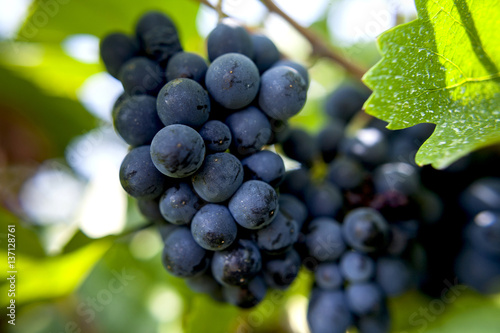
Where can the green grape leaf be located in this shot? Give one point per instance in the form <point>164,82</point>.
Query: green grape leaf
<point>442,68</point>
<point>53,21</point>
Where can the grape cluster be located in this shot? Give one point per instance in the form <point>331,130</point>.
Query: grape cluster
<point>360,236</point>
<point>197,161</point>
<point>377,225</point>
<point>358,212</point>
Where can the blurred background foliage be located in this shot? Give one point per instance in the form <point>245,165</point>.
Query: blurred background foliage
<point>84,263</point>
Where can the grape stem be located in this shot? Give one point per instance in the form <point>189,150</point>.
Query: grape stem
<point>320,48</point>
<point>218,10</point>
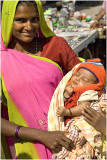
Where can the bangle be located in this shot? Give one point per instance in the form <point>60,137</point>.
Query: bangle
<point>96,21</point>
<point>70,112</point>
<point>16,131</point>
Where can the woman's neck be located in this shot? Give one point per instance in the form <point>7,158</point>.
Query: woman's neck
<point>33,47</point>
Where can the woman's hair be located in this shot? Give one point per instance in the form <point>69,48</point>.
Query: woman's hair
<point>26,2</point>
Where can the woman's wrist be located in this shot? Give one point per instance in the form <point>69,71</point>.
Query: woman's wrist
<point>96,21</point>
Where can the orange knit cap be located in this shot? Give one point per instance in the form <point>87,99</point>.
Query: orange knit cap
<point>94,66</point>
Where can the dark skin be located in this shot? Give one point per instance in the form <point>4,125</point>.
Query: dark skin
<point>25,27</point>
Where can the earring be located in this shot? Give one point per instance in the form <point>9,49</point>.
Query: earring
<point>38,34</point>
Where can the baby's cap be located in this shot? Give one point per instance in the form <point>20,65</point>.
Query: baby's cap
<point>96,68</point>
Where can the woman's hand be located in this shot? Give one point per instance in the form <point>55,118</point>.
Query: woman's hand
<point>61,111</point>
<point>95,119</point>
<point>94,24</point>
<point>68,92</point>
<point>55,140</point>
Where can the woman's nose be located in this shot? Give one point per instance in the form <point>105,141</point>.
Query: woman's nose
<point>28,26</point>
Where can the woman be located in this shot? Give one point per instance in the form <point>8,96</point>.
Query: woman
<point>29,79</point>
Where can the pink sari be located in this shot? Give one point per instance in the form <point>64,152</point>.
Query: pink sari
<point>28,83</point>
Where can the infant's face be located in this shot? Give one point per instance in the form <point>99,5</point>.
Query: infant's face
<point>82,77</point>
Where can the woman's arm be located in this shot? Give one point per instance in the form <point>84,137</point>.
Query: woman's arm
<point>76,111</point>
<point>52,139</point>
<point>101,13</point>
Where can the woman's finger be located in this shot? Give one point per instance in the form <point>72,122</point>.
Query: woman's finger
<point>88,120</point>
<point>67,142</point>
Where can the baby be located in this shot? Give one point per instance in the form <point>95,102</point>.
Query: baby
<point>83,88</point>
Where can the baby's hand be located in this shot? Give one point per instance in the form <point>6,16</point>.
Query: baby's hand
<point>82,143</point>
<point>61,111</point>
<point>68,91</point>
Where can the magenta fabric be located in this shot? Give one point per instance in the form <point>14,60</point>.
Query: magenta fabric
<point>104,5</point>
<point>30,83</point>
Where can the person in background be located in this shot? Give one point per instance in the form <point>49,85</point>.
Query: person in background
<point>86,84</point>
<point>101,13</point>
<point>95,119</point>
<point>33,61</point>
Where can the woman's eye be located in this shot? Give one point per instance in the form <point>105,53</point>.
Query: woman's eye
<point>35,19</point>
<point>22,20</point>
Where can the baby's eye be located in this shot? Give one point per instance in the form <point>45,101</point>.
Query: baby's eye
<point>77,74</point>
<point>85,79</point>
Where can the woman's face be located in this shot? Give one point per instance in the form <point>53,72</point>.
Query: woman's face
<point>82,78</point>
<point>26,22</point>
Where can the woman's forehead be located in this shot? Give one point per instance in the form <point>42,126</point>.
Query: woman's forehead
<point>25,9</point>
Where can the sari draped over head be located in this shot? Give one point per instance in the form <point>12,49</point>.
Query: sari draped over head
<point>28,83</point>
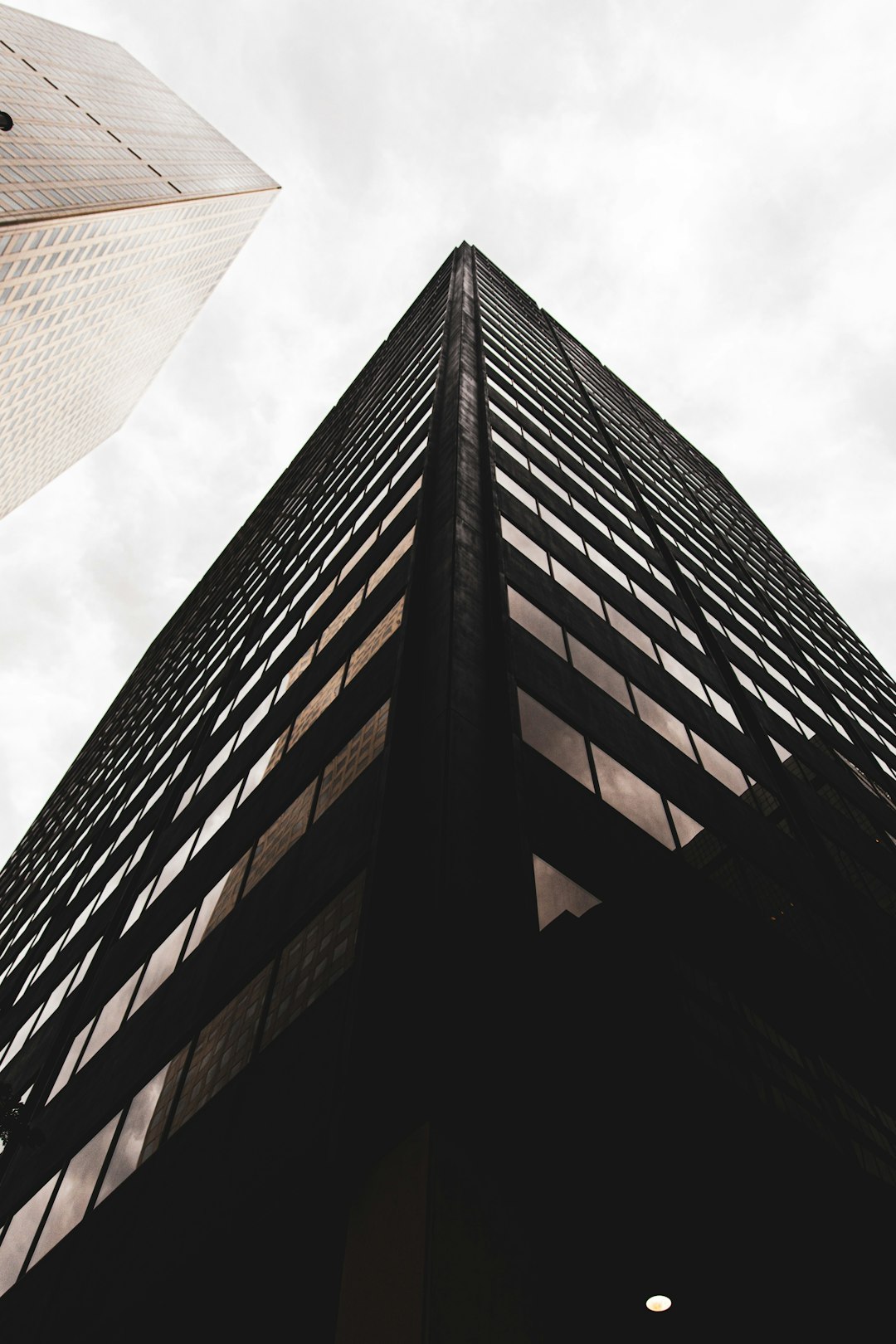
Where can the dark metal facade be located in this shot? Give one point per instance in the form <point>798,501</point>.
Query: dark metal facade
<point>476,913</point>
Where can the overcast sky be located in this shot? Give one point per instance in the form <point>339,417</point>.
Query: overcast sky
<point>702,191</point>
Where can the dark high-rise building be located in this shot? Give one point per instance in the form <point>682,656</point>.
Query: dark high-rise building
<point>119,212</point>
<point>476,914</point>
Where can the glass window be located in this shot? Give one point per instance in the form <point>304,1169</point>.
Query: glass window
<point>21,1231</point>
<point>74,1192</point>
<point>557,893</point>
<point>524,543</point>
<point>110,1019</point>
<point>217,819</point>
<point>533,620</point>
<point>71,1060</point>
<point>716,763</point>
<point>509,485</point>
<point>130,1142</point>
<point>599,672</point>
<point>683,675</point>
<point>661,721</point>
<point>555,739</point>
<point>162,964</point>
<point>631,796</point>
<point>572,583</point>
<point>631,631</point>
<point>375,640</point>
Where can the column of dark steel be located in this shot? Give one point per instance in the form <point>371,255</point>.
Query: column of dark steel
<point>442,902</point>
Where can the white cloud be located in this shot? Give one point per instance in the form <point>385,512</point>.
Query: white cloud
<point>699,191</point>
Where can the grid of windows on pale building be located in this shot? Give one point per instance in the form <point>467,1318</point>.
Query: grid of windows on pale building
<point>670,671</point>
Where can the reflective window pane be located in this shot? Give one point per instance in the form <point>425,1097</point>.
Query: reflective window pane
<point>555,739</point>
<point>533,620</point>
<point>557,893</point>
<point>631,796</point>
<point>74,1192</point>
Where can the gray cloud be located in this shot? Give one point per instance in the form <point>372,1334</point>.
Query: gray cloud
<point>699,191</point>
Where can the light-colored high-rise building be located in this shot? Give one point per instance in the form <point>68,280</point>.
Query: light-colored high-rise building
<point>119,210</point>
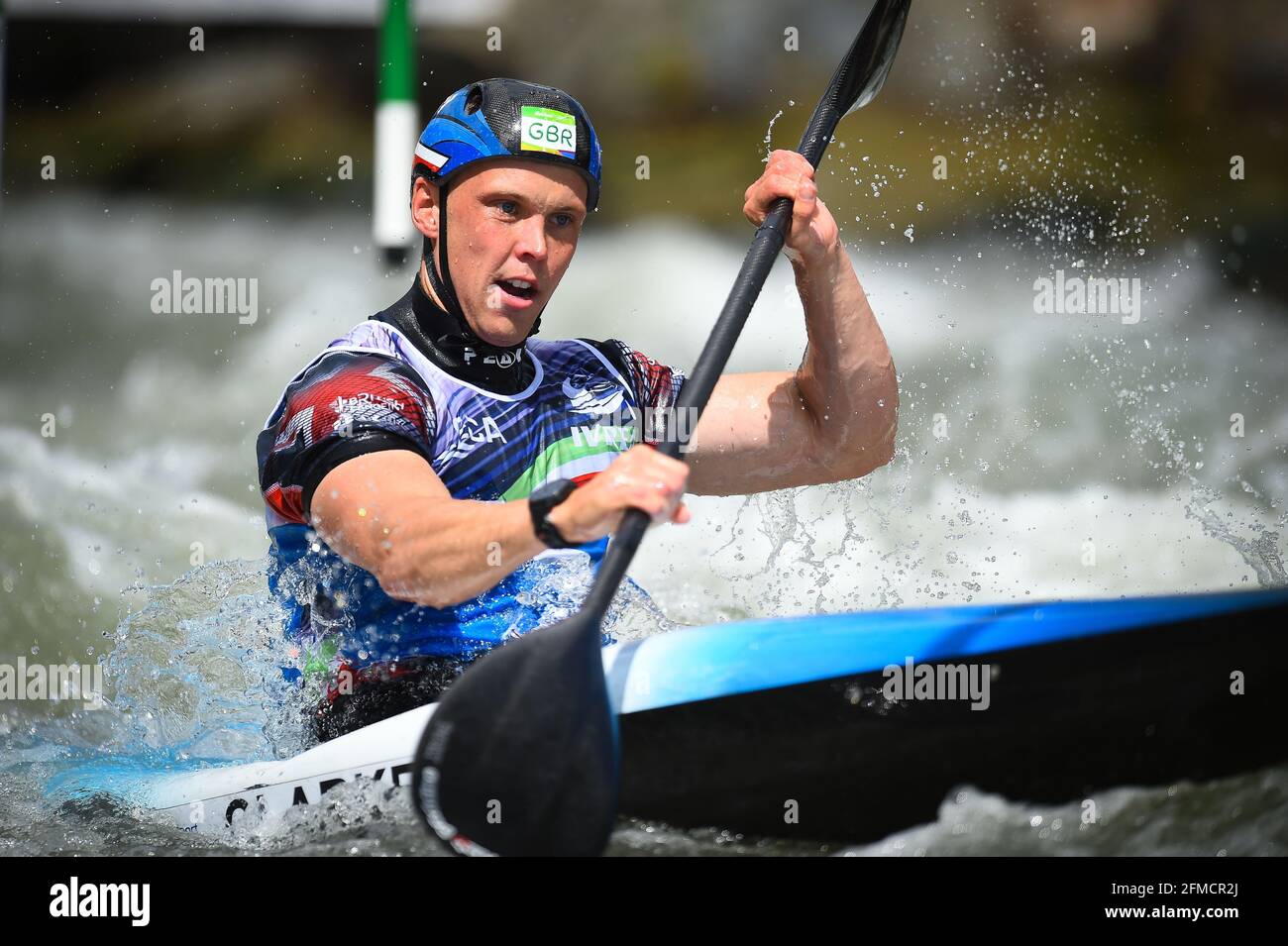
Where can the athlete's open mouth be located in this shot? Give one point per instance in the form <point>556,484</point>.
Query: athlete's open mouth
<point>516,291</point>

================================

Repeat all of the items above word for word, leaving out the pictures.

Where can the green grape leaf be located in this shot? Give one point per instance in the form <point>164,82</point>.
Query: green grape leaf
<point>442,68</point>
<point>53,21</point>
Where can the grape cluster be located in this shot? Give one point per instance in the form <point>331,130</point>.
Query: grape cluster
<point>360,236</point>
<point>197,161</point>
<point>377,225</point>
<point>358,212</point>
Where can the blurred background foliage be located in this shot? Give one point per instance in the form <point>245,165</point>.
Query: blurred background foliage
<point>84,263</point>
Where can the grape stem be located in this shot? Give one point per instance in the form <point>189,150</point>.
Query: grape stem
<point>320,48</point>
<point>218,10</point>
Where can the bangle be located in this shot? Give one point per instance in the form <point>60,137</point>.
Query: bangle
<point>96,21</point>
<point>70,112</point>
<point>16,131</point>
Where can the woman's neck be located in this shot? Give one point per instance in the form <point>7,158</point>.
Query: woman's neck
<point>33,47</point>
Where can the woman's hair be located in this shot? Give one point per instance in the form <point>69,48</point>.
Query: woman's hair
<point>26,2</point>
Where can the woman's wrist be located in this shot? Give one point per instance in the form <point>69,71</point>.
Query: woman's wrist
<point>96,21</point>
Where can the orange knit cap be located in this shot? Give one point per instance in the form <point>87,99</point>.
Query: orange knit cap
<point>94,66</point>
Where can the dark skin be located in this shot? Give one point per instance in the form <point>4,125</point>.
Query: dark skin
<point>25,27</point>
Where can the earring be located in this shot? Give one point per instance in the form <point>9,49</point>.
Query: earring
<point>38,34</point>
Where can the baby's cap be located in this shot? Give one point per instance in the form <point>20,65</point>.
Query: baby's cap
<point>96,68</point>
Where can the woman's hand be located in this shot? Give one point per instance in the form <point>55,118</point>.
Query: woman's hand
<point>61,111</point>
<point>95,119</point>
<point>94,24</point>
<point>68,92</point>
<point>55,140</point>
Where can the woman's nose be located in this shot? Give one point per instance in the form <point>105,141</point>.
Query: woman's nose
<point>28,26</point>
Where can the woman be located in this shot? Give one point per instance in the form <point>8,96</point>.
Query: woman
<point>29,79</point>
Where can the pink sari be located in this shot? Give one point per instance in the form <point>64,152</point>.
Query: pink sari
<point>28,83</point>
Where can the infant's face be located in this shot? Give one point per instance in the form <point>99,5</point>.
Query: infant's face
<point>82,77</point>
Where can the woman's arm be located in this shot? Give one point per instance in the form <point>84,137</point>.
Query: woman's arm
<point>76,111</point>
<point>52,139</point>
<point>101,13</point>
Where can the woman's finger be located in this shot? Give one point per instance in the form <point>72,122</point>.
Query: woman's finger
<point>88,120</point>
<point>67,142</point>
Where can the baby be located in this shot? Give one point per instance in the form <point>95,102</point>.
Query: baby
<point>83,88</point>
Where can the baby's hand be located in this shot? Give one point per instance in the form <point>6,16</point>.
Query: baby's hand
<point>82,143</point>
<point>61,111</point>
<point>68,91</point>
Where can the magenta fabric be located in this shot? Give one point per instance in the form <point>14,60</point>.
Query: magenta fabric
<point>104,5</point>
<point>30,83</point>
Where can the person in background be located in this shot? Give one point per instance in the form <point>49,85</point>.
Query: person in background
<point>86,84</point>
<point>101,13</point>
<point>95,119</point>
<point>33,61</point>
Where can the woman's eye be located in this shot? Give one point per instance in the form <point>105,53</point>.
Query: woman's eye
<point>35,19</point>
<point>22,20</point>
Where can the baby's eye be located in this shot? Give one point per instance in the form <point>45,101</point>.
Query: baby's eye
<point>77,74</point>
<point>85,79</point>
Where can the woman's face be located in this shot? Give one point per instance in the form <point>53,72</point>.
Query: woman's face
<point>82,78</point>
<point>26,22</point>
Where can the woman's forehead be located in this shot? Give one point per instance in the form <point>42,126</point>.
Query: woman's forehead
<point>25,9</point>
Where can the sari draped over head be located in this shot? Give one point per instance in the form <point>12,49</point>.
Query: sari draped over head
<point>28,83</point>
Where can the dark metal facade be located in this shot? Give one point per instance in the form <point>798,501</point>.
Query: dark metal facade
<point>476,913</point>
Where can the overcast sky be located in this shot? Give one point per instance in the form <point>339,417</point>.
Query: overcast sky
<point>702,191</point>
Where can the dark high-rise building be located in this shot? Give one point per instance in the form <point>682,656</point>.
Query: dark high-rise building
<point>119,212</point>
<point>476,914</point>
Where can the glass window be located in this shot? Give one point per instance in the form <point>304,1169</point>.
Query: glass window
<point>21,1231</point>
<point>74,1192</point>
<point>557,893</point>
<point>524,543</point>
<point>110,1019</point>
<point>217,819</point>
<point>533,620</point>
<point>71,1060</point>
<point>716,763</point>
<point>509,485</point>
<point>130,1142</point>
<point>599,672</point>
<point>683,675</point>
<point>661,721</point>
<point>555,739</point>
<point>162,964</point>
<point>631,796</point>
<point>572,583</point>
<point>631,631</point>
<point>375,640</point>
Where can the column of dark steel be located in this shot? Give one point per instance in the form <point>371,255</point>.
Query: column of dark steel
<point>442,902</point>
Where can the white cloud be located in this shot? Give one point per instance in the form <point>385,512</point>.
Query: white cloud
<point>699,191</point>
Where can the grid of windows on pale building be located in this shot? Give one point per instance in the form <point>467,1318</point>.
Query: grid of windows on pale building
<point>670,671</point>
Where can the reflective window pane be located in this shot? Give one point per instance in the form <point>425,1097</point>.
Query: reflective window pane
<point>555,739</point>
<point>533,620</point>
<point>557,893</point>
<point>631,796</point>
<point>74,1192</point>
Where can the gray cloud be located in this shot? Give one point per instance in the form <point>372,1334</point>.
Query: gray cloud
<point>699,191</point>
Where can the light-colored high-rise building be located in this shot? Give one point per instance in the form <point>68,280</point>.
Query: light-colored high-rise building
<point>119,210</point>
Where can the athlete's open mouth be located in this shot? Give one point per instance in the form <point>556,484</point>.
Query: athlete's open mouth
<point>516,291</point>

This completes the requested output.